Your objective: Recast the stretch of items below, from the line containing "point: wooden post" through the line containing "column 1061, row 810", as a JSON list of strings with one string per line and blank lines omitted.

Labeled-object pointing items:
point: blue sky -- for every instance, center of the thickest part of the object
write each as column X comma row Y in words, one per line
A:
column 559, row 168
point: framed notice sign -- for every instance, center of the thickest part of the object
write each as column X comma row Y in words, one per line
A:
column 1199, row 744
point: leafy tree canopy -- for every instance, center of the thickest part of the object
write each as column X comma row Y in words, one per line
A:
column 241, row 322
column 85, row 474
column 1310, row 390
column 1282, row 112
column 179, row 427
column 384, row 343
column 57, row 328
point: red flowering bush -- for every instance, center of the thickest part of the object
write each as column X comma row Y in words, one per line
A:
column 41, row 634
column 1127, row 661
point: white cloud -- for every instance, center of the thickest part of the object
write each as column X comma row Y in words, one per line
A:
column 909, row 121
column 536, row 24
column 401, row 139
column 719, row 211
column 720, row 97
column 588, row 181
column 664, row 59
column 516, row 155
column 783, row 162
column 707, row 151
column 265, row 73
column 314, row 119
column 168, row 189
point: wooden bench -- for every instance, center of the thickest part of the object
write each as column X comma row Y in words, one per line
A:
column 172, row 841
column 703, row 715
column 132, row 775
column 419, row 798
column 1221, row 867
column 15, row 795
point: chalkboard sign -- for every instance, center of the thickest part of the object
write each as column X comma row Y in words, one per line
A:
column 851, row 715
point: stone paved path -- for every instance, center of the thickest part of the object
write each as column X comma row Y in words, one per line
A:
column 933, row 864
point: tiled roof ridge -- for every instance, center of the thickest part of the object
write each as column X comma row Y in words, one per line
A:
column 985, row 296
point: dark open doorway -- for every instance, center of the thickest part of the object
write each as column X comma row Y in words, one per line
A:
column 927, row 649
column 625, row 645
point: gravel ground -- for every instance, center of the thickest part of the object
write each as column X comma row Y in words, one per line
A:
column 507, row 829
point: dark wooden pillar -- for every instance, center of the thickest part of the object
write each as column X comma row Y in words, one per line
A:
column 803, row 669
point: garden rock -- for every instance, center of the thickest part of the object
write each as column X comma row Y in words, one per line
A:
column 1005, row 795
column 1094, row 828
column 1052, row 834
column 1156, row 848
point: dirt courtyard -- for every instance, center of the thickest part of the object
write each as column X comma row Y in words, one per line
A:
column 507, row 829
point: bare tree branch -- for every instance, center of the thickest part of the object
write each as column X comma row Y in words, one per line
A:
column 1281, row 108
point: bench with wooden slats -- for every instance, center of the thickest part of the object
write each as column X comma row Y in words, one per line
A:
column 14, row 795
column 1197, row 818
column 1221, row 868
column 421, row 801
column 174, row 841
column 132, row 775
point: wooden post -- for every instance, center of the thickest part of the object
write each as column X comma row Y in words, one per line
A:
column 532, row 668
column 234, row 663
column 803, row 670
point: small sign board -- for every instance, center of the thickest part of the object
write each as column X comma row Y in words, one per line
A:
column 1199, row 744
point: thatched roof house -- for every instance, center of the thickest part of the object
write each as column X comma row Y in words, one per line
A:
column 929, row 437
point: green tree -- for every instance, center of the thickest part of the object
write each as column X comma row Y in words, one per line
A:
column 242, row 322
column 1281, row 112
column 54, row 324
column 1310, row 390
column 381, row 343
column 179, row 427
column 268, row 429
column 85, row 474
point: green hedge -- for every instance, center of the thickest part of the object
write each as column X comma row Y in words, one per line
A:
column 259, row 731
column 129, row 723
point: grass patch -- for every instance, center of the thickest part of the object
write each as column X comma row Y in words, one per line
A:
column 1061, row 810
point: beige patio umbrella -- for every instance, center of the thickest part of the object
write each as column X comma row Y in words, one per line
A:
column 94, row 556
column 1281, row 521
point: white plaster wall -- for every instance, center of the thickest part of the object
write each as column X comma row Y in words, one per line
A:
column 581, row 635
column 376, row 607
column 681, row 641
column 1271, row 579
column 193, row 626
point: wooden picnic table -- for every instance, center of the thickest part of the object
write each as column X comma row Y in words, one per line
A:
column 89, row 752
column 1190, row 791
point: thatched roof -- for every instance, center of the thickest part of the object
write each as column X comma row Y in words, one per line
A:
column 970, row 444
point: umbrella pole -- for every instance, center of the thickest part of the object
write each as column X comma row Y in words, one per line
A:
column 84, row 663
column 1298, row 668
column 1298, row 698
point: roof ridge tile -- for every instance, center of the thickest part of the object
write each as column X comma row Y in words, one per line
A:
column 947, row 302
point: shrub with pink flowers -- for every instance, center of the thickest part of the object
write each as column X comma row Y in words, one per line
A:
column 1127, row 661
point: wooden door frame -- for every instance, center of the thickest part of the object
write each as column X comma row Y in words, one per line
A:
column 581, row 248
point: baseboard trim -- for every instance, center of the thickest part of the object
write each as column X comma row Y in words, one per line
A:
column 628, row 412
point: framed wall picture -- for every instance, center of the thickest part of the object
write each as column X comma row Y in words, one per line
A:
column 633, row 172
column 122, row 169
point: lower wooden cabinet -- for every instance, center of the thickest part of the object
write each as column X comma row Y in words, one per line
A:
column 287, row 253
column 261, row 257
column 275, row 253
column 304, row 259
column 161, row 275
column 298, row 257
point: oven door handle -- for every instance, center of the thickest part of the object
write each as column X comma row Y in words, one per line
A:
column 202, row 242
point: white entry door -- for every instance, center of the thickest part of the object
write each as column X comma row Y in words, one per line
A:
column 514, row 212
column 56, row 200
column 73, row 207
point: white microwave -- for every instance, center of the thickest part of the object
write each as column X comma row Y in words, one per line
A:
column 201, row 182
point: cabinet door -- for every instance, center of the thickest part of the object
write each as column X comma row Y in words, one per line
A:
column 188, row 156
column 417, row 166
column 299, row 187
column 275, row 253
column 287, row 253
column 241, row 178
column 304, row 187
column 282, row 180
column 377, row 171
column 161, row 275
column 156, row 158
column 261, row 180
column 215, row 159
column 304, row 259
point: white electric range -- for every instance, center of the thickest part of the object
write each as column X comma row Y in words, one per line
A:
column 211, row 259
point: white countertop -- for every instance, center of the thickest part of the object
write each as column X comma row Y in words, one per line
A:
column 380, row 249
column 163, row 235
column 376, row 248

Complete output:
[
  "point: wooden post -- for every instance, center of the thickest part of the object",
  "write each as column X comma row Y in words, one per line",
  "A:",
  "column 532, row 668",
  "column 234, row 663",
  "column 803, row 670",
  "point: small sign board -- for every instance, center of the thickest part of the object",
  "write each as column X comma row Y in words, one per line",
  "A:",
  "column 1199, row 744",
  "point: thatched roof house -- for every instance, center of the thickest part of the object",
  "write each as column X comma row Y in words, one per line",
  "A:",
  "column 929, row 437",
  "point: green tree -- for every instance, center of the thickest part of the object",
  "write each as column X comma row Y in words, one per line",
  "A:",
  "column 242, row 322",
  "column 1281, row 112",
  "column 54, row 324",
  "column 1310, row 390",
  "column 381, row 343",
  "column 179, row 427",
  "column 268, row 429",
  "column 85, row 474",
  "point: green hedge -- for every instance, center of the thickest part of the object",
  "write each as column X comma row Y in words, one per line",
  "A:",
  "column 259, row 731",
  "column 129, row 723",
  "point: grass patch -- for every instance, center of the thickest part of the object",
  "write each as column X comma row Y in words, one per line",
  "A:",
  "column 1061, row 810"
]